# Task input
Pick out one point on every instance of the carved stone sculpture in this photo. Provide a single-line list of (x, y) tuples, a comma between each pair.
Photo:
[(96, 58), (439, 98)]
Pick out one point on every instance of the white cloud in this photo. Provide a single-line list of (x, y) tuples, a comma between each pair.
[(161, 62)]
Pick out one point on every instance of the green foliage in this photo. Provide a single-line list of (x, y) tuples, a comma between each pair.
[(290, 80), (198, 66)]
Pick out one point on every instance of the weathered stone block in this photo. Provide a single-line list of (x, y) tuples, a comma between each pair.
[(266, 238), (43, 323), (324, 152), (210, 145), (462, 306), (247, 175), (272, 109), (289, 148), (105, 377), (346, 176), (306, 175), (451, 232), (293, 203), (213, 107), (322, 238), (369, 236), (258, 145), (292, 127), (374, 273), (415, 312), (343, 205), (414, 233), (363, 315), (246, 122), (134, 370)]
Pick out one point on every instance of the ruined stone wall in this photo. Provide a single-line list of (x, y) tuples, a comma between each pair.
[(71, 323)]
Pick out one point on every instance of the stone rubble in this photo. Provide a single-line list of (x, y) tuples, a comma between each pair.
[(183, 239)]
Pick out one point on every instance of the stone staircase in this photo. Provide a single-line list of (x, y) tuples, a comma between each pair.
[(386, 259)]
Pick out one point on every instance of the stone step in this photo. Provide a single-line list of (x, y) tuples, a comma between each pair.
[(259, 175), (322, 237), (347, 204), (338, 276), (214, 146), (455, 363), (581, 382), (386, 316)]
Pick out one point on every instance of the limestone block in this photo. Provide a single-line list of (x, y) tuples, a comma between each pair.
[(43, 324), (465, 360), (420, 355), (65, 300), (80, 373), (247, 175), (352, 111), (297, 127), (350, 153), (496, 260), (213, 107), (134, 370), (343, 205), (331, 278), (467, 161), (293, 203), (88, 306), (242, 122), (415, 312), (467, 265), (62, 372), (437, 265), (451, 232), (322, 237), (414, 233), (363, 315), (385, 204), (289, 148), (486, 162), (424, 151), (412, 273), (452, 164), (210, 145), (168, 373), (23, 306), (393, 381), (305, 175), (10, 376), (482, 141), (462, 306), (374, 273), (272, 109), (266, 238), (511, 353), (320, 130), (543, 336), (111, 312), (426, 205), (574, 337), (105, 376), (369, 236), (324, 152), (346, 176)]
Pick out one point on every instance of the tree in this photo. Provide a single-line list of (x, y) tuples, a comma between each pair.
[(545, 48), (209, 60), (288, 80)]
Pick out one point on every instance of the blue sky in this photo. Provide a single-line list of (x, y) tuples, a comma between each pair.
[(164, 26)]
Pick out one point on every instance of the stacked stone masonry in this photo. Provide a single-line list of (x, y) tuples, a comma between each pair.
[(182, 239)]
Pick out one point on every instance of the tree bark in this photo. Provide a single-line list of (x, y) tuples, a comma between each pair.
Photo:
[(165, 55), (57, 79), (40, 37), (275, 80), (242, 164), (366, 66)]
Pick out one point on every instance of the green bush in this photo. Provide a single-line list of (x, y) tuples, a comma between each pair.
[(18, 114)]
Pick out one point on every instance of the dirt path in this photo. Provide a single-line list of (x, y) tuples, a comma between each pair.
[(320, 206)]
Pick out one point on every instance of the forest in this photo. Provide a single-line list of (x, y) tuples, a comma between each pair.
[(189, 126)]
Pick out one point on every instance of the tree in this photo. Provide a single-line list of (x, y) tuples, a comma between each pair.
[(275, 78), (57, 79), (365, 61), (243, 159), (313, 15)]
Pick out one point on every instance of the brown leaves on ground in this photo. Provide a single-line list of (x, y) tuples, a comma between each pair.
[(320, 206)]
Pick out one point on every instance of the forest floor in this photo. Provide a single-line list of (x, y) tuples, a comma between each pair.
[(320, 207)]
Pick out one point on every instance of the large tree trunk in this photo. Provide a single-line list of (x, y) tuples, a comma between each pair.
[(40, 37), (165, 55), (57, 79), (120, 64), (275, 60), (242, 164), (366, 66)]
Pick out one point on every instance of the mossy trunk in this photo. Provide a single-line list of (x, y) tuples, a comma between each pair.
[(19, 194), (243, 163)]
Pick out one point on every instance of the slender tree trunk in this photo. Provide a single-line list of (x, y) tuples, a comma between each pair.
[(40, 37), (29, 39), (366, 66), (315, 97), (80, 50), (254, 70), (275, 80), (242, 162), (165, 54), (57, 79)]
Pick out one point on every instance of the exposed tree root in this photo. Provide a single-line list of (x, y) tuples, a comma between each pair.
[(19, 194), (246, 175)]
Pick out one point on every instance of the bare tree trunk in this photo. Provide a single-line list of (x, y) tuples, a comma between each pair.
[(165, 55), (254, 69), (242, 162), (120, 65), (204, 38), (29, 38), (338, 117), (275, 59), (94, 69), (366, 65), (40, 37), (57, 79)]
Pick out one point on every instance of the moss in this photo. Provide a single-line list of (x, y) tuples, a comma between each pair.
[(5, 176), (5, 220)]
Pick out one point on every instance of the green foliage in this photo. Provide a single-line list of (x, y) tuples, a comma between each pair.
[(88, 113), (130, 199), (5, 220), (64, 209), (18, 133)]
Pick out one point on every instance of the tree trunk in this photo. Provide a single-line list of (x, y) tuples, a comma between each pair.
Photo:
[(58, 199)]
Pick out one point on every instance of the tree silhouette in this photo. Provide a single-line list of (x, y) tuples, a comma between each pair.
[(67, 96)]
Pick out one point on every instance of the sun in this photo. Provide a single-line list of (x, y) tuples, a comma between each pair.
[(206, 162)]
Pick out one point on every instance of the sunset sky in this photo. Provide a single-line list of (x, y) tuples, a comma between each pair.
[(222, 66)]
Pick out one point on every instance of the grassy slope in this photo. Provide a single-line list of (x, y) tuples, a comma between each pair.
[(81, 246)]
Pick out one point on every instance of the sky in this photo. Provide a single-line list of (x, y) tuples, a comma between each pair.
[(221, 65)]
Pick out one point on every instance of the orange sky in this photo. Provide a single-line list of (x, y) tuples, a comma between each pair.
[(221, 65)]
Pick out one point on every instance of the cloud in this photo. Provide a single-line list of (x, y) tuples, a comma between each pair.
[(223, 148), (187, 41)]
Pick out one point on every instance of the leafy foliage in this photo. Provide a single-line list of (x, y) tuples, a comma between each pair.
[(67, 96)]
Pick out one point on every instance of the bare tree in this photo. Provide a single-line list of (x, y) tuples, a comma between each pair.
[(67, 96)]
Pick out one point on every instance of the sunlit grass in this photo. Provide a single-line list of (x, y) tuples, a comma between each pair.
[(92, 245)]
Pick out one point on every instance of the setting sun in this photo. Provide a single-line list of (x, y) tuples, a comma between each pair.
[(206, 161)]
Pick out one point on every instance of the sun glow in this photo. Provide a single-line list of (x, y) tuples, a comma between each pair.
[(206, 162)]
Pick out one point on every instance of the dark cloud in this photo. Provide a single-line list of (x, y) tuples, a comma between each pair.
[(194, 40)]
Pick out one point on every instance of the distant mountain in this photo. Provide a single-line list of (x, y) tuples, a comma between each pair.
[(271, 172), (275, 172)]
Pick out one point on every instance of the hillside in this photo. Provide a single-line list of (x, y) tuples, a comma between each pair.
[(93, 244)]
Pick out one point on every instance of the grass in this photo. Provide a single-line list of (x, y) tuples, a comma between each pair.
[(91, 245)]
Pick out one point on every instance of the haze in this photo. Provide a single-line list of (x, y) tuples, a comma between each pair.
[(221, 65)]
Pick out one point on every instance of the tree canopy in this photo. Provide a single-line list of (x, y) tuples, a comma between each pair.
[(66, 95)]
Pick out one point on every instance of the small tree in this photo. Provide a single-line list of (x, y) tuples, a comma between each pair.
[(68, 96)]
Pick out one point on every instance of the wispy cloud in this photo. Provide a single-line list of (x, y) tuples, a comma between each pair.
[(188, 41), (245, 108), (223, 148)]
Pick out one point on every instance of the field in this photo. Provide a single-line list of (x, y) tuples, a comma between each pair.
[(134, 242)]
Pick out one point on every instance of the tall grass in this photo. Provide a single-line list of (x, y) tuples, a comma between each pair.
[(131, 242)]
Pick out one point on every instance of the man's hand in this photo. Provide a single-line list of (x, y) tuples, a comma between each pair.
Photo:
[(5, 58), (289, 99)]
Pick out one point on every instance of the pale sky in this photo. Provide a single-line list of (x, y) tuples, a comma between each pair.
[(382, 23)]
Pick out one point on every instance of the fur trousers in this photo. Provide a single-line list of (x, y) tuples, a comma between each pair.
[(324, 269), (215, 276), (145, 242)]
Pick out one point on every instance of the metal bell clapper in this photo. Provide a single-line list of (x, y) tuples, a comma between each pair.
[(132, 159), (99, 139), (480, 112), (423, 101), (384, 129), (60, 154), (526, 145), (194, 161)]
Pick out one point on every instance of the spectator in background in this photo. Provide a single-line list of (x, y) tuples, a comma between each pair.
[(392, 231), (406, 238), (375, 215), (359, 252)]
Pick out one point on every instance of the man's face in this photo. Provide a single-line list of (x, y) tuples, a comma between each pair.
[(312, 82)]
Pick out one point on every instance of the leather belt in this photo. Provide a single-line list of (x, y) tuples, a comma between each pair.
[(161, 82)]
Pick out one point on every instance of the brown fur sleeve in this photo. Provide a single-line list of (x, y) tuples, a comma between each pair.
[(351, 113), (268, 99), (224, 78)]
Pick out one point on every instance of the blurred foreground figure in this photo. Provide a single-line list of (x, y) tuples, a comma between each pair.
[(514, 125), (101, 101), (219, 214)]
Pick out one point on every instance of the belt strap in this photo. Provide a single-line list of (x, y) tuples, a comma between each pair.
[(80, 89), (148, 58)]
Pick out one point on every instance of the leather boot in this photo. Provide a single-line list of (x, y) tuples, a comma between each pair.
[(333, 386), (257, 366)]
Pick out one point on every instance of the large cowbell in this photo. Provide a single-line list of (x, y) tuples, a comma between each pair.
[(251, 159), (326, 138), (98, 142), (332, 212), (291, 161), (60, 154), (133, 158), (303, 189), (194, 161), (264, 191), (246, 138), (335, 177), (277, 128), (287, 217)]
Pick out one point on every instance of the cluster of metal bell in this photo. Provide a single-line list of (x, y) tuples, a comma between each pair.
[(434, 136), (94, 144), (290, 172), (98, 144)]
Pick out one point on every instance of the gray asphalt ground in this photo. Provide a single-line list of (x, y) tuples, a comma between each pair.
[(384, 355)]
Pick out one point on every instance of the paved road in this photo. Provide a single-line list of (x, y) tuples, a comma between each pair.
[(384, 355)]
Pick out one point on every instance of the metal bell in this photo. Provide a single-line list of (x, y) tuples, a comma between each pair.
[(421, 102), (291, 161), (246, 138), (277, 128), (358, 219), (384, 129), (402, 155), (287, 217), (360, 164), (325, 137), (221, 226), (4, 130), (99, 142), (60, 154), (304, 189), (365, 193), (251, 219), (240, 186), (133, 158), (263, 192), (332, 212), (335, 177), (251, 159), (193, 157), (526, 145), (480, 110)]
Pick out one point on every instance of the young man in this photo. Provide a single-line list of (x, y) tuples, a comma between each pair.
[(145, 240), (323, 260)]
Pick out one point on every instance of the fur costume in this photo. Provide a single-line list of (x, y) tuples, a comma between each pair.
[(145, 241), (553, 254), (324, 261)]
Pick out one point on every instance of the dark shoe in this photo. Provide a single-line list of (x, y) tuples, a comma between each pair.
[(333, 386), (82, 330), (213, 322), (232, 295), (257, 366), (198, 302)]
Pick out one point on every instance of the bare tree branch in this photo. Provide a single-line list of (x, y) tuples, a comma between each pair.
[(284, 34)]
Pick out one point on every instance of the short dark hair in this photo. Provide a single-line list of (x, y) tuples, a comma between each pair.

# Exercise directions
Please quote the rows from the line with "Pick out one point on every instance of the belt" up to and including the line with "128), (287, 217)]", keeping each line word for word.

# Written solution
Pick out one point on every instance of the belt strap in this photo. Provide a single-line list of (x, y) tuples, a comma between each pair.
[(80, 89), (148, 58)]
Pick out one point on every instance of the leather boot in this photo. Provide a single-line list of (x, y) tuples, a comma between each pair.
[(333, 386), (257, 366)]
Pick out one point on every instance of the large cowbell in this photo. Provide a single-line list of (x, y) tuples, a comma between each pair.
[(251, 159), (326, 138), (98, 142), (332, 212), (291, 161), (60, 154), (133, 158), (303, 189), (194, 161), (264, 191), (246, 138), (335, 177), (277, 128), (287, 217)]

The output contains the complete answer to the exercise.